**Available data**.
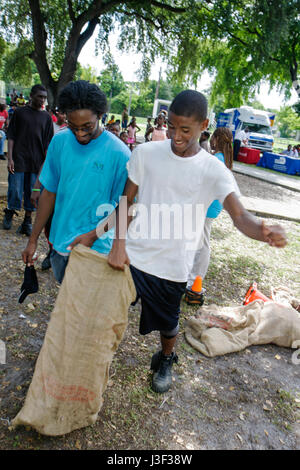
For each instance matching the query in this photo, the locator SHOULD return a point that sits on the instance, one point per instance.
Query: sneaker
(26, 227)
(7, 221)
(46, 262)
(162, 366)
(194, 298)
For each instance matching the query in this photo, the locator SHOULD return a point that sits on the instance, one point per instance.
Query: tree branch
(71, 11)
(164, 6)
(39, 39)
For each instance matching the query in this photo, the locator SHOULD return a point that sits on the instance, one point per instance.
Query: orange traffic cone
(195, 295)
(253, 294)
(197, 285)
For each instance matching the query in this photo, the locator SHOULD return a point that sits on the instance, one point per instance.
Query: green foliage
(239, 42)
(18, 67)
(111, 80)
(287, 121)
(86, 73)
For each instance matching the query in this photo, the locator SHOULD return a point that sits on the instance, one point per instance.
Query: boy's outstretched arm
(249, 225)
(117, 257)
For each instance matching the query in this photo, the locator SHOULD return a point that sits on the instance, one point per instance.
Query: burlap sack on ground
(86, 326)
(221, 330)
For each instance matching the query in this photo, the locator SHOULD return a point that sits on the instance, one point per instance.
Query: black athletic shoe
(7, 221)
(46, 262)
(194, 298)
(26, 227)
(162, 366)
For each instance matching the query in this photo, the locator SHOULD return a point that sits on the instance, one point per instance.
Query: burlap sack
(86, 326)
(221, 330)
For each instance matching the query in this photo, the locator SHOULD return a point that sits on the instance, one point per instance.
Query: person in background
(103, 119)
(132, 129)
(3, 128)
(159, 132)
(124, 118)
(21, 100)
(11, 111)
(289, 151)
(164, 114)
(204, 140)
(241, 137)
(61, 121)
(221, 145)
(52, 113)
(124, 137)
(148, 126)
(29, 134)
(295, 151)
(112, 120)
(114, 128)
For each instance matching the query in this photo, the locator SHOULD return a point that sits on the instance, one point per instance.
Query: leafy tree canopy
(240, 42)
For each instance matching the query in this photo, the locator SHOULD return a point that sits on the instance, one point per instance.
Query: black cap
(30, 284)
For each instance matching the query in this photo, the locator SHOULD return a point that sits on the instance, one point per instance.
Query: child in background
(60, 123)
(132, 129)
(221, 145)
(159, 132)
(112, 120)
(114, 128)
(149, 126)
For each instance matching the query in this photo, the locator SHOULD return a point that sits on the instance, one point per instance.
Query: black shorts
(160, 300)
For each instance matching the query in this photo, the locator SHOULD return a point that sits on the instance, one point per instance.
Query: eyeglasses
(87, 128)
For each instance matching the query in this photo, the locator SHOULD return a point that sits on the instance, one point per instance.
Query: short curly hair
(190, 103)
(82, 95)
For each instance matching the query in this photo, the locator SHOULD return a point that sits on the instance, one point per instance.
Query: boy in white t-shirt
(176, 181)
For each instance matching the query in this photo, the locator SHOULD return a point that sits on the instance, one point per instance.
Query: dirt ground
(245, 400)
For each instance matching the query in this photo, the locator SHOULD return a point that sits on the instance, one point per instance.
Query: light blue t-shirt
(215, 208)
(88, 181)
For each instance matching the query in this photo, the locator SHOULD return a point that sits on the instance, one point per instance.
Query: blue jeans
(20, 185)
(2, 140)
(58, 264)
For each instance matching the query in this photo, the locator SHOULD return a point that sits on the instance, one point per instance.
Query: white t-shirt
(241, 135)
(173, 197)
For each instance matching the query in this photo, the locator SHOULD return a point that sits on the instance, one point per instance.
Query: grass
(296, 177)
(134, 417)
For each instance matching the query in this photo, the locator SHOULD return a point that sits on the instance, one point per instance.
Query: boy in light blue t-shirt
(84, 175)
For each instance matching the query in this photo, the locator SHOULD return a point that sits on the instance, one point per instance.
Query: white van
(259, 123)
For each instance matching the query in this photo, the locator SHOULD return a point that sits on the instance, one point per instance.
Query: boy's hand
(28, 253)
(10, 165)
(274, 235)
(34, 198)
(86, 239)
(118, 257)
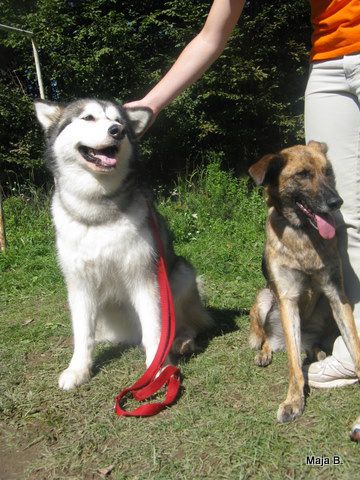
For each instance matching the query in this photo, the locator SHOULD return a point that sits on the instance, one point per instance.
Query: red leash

**Task description**.
Everything in the listing is to be returned word for word, except the pictures.

**The answer**.
For each instance matching the query in this photo, the locator SHOULD return a point that sits on the instance, one point per instance.
Query: sneaker
(26, 227)
(7, 221)
(46, 262)
(162, 366)
(194, 298)
For each instance matching the query in this photo, the locator SHOULD return a point that sits on the instance, one point per instance.
Query: tree branch
(71, 11)
(164, 6)
(39, 39)
For each instance matching the query in this photo, the locator SHOULD return a point that sits on the instance, one point per instance.
Query: orange traffic cone
(195, 295)
(253, 294)
(197, 285)
For each instance matching the query in this photo, the locator SHOULD return a point that sits on the instance, one point per instance.
Query: green foliage
(239, 42)
(18, 67)
(111, 80)
(287, 121)
(86, 73)
For each instance matching the query in this photo, the locator SHOULD return a point that sits on the instance, one point per instance.
Query: boy's outstretched arm
(249, 225)
(117, 257)
For each instance matching the query in this photo, the locator SHOULD return a point that sits on the instance, one point per instance.
Query: burlap sack on ground
(86, 326)
(221, 330)
For each instance matching the query in this photo, the locator SHOULD return a point that sits on the instance, one point per instance.
Query: black athletic shoe
(7, 221)
(46, 262)
(194, 298)
(26, 227)
(162, 366)
For each instance matching the query in this photo, the locator SHOULD return a point that sits on the instance, one point per instance.
Query: burlap sack
(86, 326)
(221, 330)
For each instance matching the query in this photo, the locator SHOULD return a point that sits on the instance, one point per instance.
Query: person in background
(103, 119)
(132, 129)
(3, 128)
(159, 132)
(124, 118)
(21, 100)
(11, 111)
(289, 151)
(164, 114)
(204, 140)
(241, 137)
(61, 121)
(221, 145)
(52, 113)
(124, 137)
(148, 126)
(29, 134)
(295, 151)
(112, 120)
(114, 128)
For each instance matching the query in this photo, the locator SHOULD return a point that sits on the instance, one point per instance.
Query: leafy tree canopy
(240, 42)
For each instance matching the query in this photo, the locator SHOULD return a point that sits on the instance, one point per instance.
Query: black cap
(30, 284)
For each instance matching the query in this photo, the locator SHOULD return a point that sits on the instance, one point per instance.
Query: child in background
(60, 123)
(132, 129)
(221, 145)
(159, 132)
(112, 120)
(114, 128)
(149, 126)
For each instance matching the query in this photo, the locator SHOULD return a point that sits on the instance, one point per instance.
Query: black shorts
(160, 300)
For each instance matching the query in this photo, the locator SHOULD return a point that sits on the instance, one point per instance.
Query: eyeglasses
(87, 128)
For each instance matching the query in this photo, the locator SHOULD return a point that sits on the instance, one point per instance.
Query: short curly hair
(190, 103)
(82, 95)
For each instance matching the query in this photo, the locator SHOULD return a point that sits on the instance, one point per instance.
Query: boy in white t-shirt
(176, 181)
For each instance matching the query in this photo, the locator SHOULD return a point that sits on the instance, one point per instance.
Query: dirt ground
(245, 400)
For each instance matching the query in this photo, the locator SHOULD return a point that sits on the instance, one point per instance.
Query: light blue t-shirt
(215, 208)
(88, 181)
For each instance matching the query in this photo, the locator SHOULD return a point that sits on the instance, one point per instance.
Query: blue jeans
(20, 185)
(2, 140)
(58, 264)
For each instance matching the query in this photo, the locator SHOULD return a point that sits on the instance, one point per instance.
Query: white t-shirt
(241, 135)
(173, 197)
For each instance matching the query in this photo, the locator SHOULD return a point that sits on the instance, one point per instance.
Query: grass
(296, 177)
(134, 417)
For each instance matching the query in this photo, the locator SHOULD return a point that sits on the instance, one point per instance.
Query: boy in light blue t-shirt
(84, 175)
For each instance matching the query in this photo, the locator SHOULD return a point that sits on the instance, one point per instance.
Query: white van
(259, 123)
For each instance matching the query in this photo, the locator SHOULD return a point that sits on the instance, one point per instance.
Query: boy's hand
(28, 253)
(10, 165)
(274, 235)
(34, 198)
(86, 239)
(118, 257)
For each instance matching the query in this photo, the locator SHOULD return a point that sits on the instance, one point per instance.
Query: red leash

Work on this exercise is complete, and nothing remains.